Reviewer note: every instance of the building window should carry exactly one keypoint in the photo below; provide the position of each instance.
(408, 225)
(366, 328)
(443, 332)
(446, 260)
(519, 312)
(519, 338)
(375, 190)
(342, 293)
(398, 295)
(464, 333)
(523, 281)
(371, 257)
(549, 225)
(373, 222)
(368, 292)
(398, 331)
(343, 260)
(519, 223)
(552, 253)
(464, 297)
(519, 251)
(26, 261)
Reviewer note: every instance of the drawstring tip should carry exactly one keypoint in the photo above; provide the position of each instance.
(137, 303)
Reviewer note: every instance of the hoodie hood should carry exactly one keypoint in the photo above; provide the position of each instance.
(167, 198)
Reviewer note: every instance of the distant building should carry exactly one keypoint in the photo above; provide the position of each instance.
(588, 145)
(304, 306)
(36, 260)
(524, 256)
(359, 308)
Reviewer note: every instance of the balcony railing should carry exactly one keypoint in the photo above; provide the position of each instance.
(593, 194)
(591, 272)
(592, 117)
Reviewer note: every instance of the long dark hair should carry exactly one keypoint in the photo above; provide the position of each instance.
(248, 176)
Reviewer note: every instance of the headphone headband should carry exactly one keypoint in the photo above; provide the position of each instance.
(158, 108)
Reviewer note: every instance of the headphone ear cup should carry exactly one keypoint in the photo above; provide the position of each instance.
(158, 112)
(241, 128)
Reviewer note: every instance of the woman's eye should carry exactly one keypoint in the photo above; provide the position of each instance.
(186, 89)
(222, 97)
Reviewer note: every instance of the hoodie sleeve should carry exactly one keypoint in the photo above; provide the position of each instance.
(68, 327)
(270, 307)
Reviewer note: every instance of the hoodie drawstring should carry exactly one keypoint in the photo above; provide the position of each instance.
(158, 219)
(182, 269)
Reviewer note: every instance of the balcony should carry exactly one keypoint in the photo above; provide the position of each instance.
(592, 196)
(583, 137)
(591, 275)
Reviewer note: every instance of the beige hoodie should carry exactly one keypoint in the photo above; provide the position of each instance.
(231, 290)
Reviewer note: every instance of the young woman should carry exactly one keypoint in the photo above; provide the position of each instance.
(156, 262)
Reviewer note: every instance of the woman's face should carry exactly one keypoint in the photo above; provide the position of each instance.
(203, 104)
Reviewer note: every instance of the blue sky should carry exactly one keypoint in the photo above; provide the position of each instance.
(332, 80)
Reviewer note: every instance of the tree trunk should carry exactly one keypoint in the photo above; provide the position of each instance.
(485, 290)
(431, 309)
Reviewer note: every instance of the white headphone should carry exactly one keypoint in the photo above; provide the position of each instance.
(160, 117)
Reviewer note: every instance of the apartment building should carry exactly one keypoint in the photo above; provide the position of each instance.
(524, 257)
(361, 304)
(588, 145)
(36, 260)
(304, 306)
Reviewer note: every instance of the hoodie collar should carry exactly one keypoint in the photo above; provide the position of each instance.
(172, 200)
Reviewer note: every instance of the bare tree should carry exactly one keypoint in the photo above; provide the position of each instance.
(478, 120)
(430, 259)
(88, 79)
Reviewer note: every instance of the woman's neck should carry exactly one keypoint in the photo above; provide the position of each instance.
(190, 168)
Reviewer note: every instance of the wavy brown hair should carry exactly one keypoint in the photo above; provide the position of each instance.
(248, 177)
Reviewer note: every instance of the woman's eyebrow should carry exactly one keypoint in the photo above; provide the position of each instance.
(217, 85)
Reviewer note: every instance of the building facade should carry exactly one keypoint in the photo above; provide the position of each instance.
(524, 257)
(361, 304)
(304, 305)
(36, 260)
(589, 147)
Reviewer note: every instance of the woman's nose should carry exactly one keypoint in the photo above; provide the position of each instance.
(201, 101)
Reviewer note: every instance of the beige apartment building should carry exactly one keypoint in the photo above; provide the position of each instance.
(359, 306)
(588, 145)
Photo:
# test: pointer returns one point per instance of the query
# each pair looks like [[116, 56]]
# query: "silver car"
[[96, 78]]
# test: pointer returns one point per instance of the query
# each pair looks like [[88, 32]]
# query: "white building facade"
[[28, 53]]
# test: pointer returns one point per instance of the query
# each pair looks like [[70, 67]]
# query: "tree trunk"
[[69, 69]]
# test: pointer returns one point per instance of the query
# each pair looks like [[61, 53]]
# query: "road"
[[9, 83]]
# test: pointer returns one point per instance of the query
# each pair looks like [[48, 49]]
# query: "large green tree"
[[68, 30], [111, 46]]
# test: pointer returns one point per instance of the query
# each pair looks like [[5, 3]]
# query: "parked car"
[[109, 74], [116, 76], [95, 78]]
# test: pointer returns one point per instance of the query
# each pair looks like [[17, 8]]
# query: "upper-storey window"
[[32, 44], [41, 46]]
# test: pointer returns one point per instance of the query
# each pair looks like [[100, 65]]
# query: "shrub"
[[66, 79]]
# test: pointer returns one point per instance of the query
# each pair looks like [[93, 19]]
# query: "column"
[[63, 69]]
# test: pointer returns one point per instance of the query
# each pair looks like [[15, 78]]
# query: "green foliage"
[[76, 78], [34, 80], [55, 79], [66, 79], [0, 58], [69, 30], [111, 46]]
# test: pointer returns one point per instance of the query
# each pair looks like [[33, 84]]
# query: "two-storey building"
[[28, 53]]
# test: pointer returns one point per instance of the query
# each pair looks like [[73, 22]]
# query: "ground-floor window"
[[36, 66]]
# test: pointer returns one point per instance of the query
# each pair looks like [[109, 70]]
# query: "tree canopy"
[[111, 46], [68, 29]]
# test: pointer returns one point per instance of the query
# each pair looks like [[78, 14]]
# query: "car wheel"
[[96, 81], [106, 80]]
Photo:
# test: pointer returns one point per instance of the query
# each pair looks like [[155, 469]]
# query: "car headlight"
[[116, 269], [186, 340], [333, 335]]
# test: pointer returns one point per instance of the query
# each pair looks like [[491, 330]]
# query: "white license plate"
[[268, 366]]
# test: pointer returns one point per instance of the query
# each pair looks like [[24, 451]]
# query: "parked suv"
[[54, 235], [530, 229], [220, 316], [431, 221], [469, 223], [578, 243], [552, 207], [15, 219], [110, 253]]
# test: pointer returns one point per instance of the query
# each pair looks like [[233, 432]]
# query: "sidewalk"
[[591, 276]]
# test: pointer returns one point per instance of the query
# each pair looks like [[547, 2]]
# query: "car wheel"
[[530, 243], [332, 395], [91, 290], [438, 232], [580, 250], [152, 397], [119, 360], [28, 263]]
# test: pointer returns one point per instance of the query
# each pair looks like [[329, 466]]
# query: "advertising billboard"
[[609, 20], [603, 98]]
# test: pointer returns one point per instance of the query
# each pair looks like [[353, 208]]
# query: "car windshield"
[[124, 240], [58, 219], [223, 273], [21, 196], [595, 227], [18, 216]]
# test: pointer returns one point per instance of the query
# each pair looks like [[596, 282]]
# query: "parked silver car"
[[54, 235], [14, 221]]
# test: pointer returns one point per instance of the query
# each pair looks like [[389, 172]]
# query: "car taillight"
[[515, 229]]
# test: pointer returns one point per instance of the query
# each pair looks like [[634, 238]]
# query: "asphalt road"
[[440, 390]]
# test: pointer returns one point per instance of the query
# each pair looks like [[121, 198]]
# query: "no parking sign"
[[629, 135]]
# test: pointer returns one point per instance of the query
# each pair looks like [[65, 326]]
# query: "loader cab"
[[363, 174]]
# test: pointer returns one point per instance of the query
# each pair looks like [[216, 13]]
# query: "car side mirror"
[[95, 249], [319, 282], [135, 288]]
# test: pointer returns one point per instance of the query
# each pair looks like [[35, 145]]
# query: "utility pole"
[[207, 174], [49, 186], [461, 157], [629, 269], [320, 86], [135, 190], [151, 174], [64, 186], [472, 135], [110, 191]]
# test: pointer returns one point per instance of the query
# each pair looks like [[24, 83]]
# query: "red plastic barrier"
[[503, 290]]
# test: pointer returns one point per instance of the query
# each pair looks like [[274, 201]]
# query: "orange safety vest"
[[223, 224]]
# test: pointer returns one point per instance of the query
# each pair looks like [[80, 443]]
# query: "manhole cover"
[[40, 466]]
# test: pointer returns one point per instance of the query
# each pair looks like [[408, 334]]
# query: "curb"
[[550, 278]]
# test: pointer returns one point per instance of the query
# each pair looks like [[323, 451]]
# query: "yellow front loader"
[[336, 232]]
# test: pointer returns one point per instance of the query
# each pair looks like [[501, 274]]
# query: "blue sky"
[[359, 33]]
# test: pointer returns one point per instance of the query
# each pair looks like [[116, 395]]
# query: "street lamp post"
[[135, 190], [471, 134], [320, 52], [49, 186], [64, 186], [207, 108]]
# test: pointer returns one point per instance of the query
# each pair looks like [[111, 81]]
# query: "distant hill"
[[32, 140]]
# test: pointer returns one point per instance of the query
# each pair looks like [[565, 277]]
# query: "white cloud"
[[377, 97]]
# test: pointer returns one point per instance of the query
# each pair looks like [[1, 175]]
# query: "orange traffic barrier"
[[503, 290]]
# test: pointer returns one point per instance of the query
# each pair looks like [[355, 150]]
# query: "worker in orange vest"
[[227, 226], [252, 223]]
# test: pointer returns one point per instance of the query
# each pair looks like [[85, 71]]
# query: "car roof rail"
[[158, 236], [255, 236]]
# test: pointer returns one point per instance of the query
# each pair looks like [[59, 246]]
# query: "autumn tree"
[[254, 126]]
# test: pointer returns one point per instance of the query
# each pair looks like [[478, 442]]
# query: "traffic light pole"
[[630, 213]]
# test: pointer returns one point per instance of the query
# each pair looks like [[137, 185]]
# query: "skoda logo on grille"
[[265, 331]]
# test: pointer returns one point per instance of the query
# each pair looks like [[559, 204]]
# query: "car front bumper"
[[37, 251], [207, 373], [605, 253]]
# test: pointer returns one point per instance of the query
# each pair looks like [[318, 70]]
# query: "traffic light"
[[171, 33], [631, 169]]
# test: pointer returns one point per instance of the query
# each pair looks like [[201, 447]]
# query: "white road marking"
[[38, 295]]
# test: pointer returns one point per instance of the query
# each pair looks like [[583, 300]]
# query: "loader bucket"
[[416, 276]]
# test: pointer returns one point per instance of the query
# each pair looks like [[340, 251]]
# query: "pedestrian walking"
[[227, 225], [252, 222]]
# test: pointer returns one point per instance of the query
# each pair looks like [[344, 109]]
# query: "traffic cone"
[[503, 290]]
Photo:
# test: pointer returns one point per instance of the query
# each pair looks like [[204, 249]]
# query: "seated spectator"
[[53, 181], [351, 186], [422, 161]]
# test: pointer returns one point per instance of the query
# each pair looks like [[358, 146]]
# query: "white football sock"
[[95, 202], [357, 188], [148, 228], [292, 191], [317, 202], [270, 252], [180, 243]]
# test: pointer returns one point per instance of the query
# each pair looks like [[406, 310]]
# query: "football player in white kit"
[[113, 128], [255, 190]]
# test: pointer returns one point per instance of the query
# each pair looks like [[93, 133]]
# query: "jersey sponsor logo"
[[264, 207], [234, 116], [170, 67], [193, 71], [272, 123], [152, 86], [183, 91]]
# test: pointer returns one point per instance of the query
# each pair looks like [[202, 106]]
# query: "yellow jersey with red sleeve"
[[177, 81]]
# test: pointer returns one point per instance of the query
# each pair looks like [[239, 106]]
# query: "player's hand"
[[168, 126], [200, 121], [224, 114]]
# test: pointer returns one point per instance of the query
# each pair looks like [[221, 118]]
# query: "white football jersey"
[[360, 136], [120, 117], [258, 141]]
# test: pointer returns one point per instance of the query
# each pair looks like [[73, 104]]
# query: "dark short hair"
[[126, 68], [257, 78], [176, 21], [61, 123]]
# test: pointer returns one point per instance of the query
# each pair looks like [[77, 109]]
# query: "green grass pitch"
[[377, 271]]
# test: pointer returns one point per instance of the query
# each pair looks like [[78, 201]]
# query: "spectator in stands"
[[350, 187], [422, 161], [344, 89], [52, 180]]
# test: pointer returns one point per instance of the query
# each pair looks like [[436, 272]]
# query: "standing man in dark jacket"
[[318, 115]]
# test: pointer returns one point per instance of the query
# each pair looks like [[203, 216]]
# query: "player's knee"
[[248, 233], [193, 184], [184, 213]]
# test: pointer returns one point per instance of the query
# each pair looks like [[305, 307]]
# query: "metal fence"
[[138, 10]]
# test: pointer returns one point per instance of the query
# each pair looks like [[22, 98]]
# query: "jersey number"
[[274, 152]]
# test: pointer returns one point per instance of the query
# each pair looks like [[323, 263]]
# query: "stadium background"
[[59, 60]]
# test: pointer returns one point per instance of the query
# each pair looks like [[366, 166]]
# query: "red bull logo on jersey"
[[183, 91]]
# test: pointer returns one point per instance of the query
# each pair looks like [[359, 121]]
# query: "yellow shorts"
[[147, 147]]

TASK ITEM: Print, from the entries above, the line with "Reviewer note: every instance of the hoodie collar", the line with "# each pair looks like [[5, 3]]" and all lines between them, exactly and with nothing else.

SOLVED PROBLEM:
Reviewer note: every instance of the hoodie collar should carry exactly one keypoint in the photo above; provide the position of each instance.
(172, 200)
Reviewer note: every instance of the bare tree should carry exactly one keypoint in the photo above; provide the position of each instance.
(478, 120)
(430, 259)
(88, 79)
Reviewer note: every instance of the woman's neck should carry exactly one keypoint in the photo above; provide the position of each instance.
(190, 168)
Reviewer note: every instance of the wavy brown hair should carry exactly one keypoint in the photo above; provide the position of each instance.
(248, 177)
Reviewer note: every instance of the woman's eyebrow should carry exactly one keypoint in the photo above; provide the position of each instance.
(217, 85)
Reviewer note: every instance of the building facade should carry exactly one keypoint in the photo above; provide the position of each instance.
(524, 257)
(361, 304)
(304, 305)
(36, 260)
(589, 147)
Reviewer note: every instance of the woman's nose should carry exactly one keypoint in the photo above; provide the position of each instance.
(201, 101)
Reviewer note: every instance of the beige apartment building should carry exactly one keypoint in the photo above; provide the position of each instance.
(359, 306)
(588, 145)
Photo:
# test: pointer returns one point per instance of the query
# each pair looks like [[116, 56]]
# query: "silver car"
[[96, 78]]
# test: pointer returns one point per instance of the query
# each pair looks like [[88, 32]]
# query: "white building facade"
[[28, 53]]
# test: pointer returns one point per instance of the query
# each pair looks like [[70, 67]]
# query: "tree trunk"
[[69, 69]]
# test: pointer returns one point per instance of the query
# each pair looks like [[61, 53]]
# query: "road"
[[9, 83]]
# test: pointer returns one point per instance of the query
# each pair looks like [[48, 49]]
# query: "large green tree"
[[68, 30], [111, 46]]
# test: pointer returns one point per instance of the query
# each pair looks like [[5, 3]]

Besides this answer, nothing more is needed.